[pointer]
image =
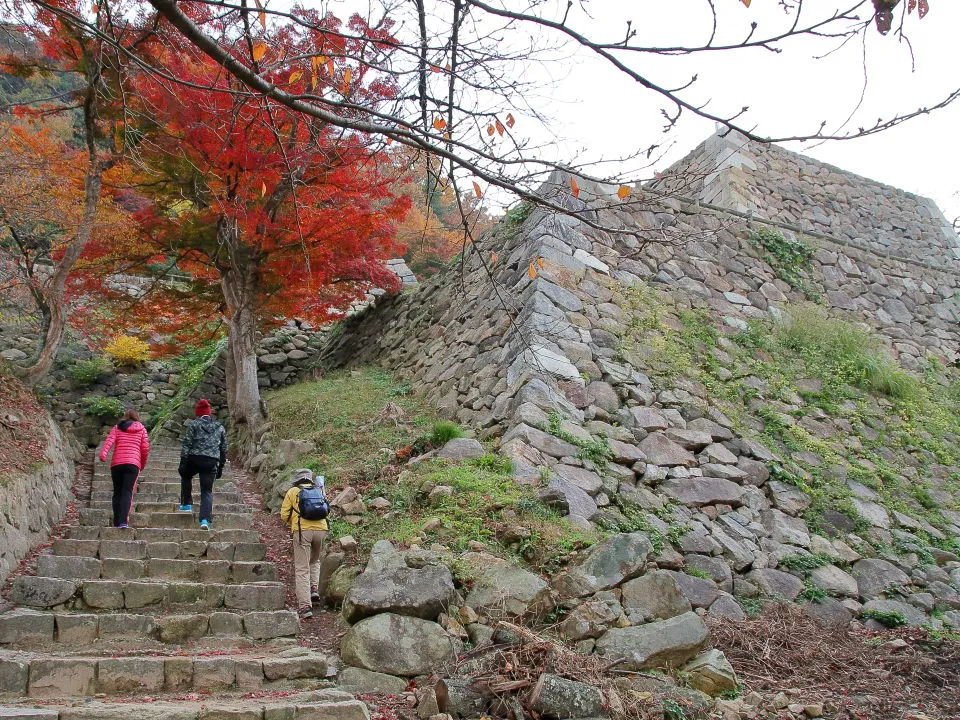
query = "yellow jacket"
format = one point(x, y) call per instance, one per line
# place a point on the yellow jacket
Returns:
point(289, 514)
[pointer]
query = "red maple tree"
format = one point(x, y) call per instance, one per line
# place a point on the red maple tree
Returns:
point(280, 214)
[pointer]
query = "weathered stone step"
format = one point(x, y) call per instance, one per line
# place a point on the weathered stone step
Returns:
point(171, 498)
point(93, 532)
point(31, 629)
point(159, 595)
point(232, 521)
point(142, 506)
point(315, 705)
point(168, 549)
point(206, 571)
point(26, 675)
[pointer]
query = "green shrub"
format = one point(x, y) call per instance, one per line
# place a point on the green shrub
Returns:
point(444, 431)
point(890, 618)
point(103, 407)
point(843, 351)
point(789, 258)
point(804, 563)
point(86, 372)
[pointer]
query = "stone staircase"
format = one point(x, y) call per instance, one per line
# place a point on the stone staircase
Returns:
point(160, 620)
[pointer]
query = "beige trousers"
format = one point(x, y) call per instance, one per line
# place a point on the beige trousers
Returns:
point(307, 551)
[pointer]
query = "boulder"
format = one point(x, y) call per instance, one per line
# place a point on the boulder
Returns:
point(592, 618)
point(557, 697)
point(703, 491)
point(655, 596)
point(835, 581)
point(874, 576)
point(788, 498)
point(661, 450)
point(606, 565)
point(563, 493)
point(914, 616)
point(459, 449)
point(667, 642)
point(776, 583)
point(357, 680)
point(398, 645)
point(422, 593)
point(502, 587)
point(711, 673)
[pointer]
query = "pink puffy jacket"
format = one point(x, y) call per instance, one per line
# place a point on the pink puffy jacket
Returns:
point(132, 444)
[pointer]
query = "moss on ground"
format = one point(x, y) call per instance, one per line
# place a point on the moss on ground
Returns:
point(365, 424)
point(791, 383)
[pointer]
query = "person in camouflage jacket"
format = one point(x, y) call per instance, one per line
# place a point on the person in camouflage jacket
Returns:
point(203, 452)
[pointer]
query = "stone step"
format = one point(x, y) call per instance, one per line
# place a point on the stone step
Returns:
point(144, 506)
point(106, 494)
point(184, 521)
point(171, 550)
point(315, 705)
point(205, 571)
point(93, 532)
point(152, 595)
point(32, 629)
point(166, 486)
point(26, 675)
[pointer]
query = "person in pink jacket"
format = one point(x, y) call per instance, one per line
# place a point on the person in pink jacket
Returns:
○ ○ ○ ○
**AIM OF THE EXERCISE**
Restate the records word for word, omitting images.

**TASK ANSWER**
[pointer]
image =
query = "yellow jacket"
format = one point(x, y) call per instance, one per line
# place a point on the yellow jacket
Returns:
point(289, 514)
[pointer]
query = "red maple tree"
format = one point(x, y) call per instance, one per line
# place a point on the red maple tree
Returns:
point(280, 214)
[pointer]
query = "weathered stone step"
format = one point(x, y) call per instance, one per line
# place a point on the weathered stone step
Returns:
point(171, 498)
point(93, 532)
point(31, 629)
point(159, 595)
point(232, 521)
point(142, 506)
point(315, 705)
point(168, 549)
point(206, 571)
point(26, 675)
[pointer]
query = "green shrub"
format = one point(x, y) call per instance, one per line
# place a point on the green shrub
Returns:
point(444, 431)
point(890, 618)
point(103, 407)
point(843, 351)
point(789, 258)
point(804, 563)
point(86, 372)
[pointer]
query = "stone staircase"
format = one point(x, y) call per instance, one per line
# place a point on the stone staircase
Returns:
point(160, 620)
[pointer]
query = "beige trousers"
format = one point(x, y) call per instance, one per line
# place a point on the beige trousers
Returns:
point(307, 551)
[pointer]
query = "boulder"
format = one point(x, y) call per instance, one per line
# place a point on the boulder
Returns:
point(592, 618)
point(557, 697)
point(703, 491)
point(655, 596)
point(835, 581)
point(874, 576)
point(788, 498)
point(661, 450)
point(606, 565)
point(563, 493)
point(914, 616)
point(459, 449)
point(667, 642)
point(776, 583)
point(357, 680)
point(398, 645)
point(422, 593)
point(502, 587)
point(711, 673)
[pointer]
query = "pink puffy jacket"
format = one point(x, y) call per instance, one per line
# place a point on the pink puffy jacket
Returns:
point(132, 444)
[pointer]
query = "moss on ground"
format = one point(x, y) call per instance, one per line
# place a point on the moss on ground
Returns:
point(365, 424)
point(791, 383)
[pointer]
query = "person in camouflage jacket"
format = one point(x, y) call per instance, one per line
# place a point on the person in camouflage jacket
Returns:
point(203, 452)
[pointer]
query = "stone step"
format = one point(x, y) call per instance, one per line
# place a point on the stone step
Returns:
point(144, 506)
point(106, 494)
point(184, 521)
point(171, 550)
point(315, 705)
point(205, 571)
point(93, 532)
point(152, 595)
point(32, 629)
point(166, 486)
point(26, 675)
[pointer]
query = "person in pink jacket"
format = one point(x, y) call per instance, one per line
# place a point on the person in pink jacket
Returns:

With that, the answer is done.